▶ _EXERCISE OBJECTIVE_
Print the material below verbatim, line for line, omitting the pictures.

▶ _PROVIDED RECORDS_
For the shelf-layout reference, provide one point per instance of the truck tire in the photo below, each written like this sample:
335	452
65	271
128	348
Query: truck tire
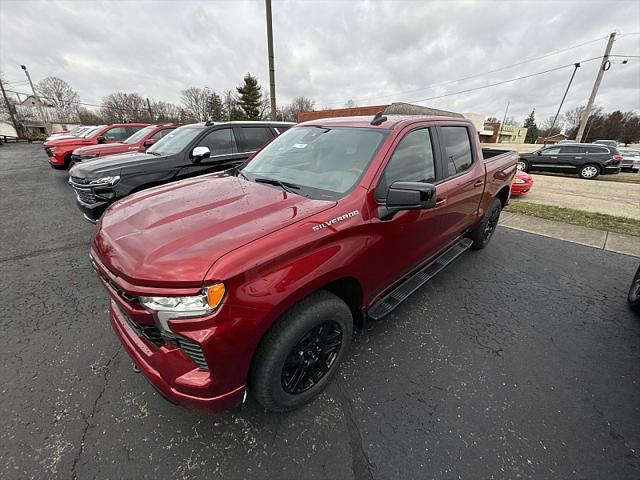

▶ _SOLUTION TO THE EXERCISE_
For the shelf-layout reference, provide one point per instance of the truck tire in the photo below, each written like this sample:
335	452
65	271
128	348
Query: truck tire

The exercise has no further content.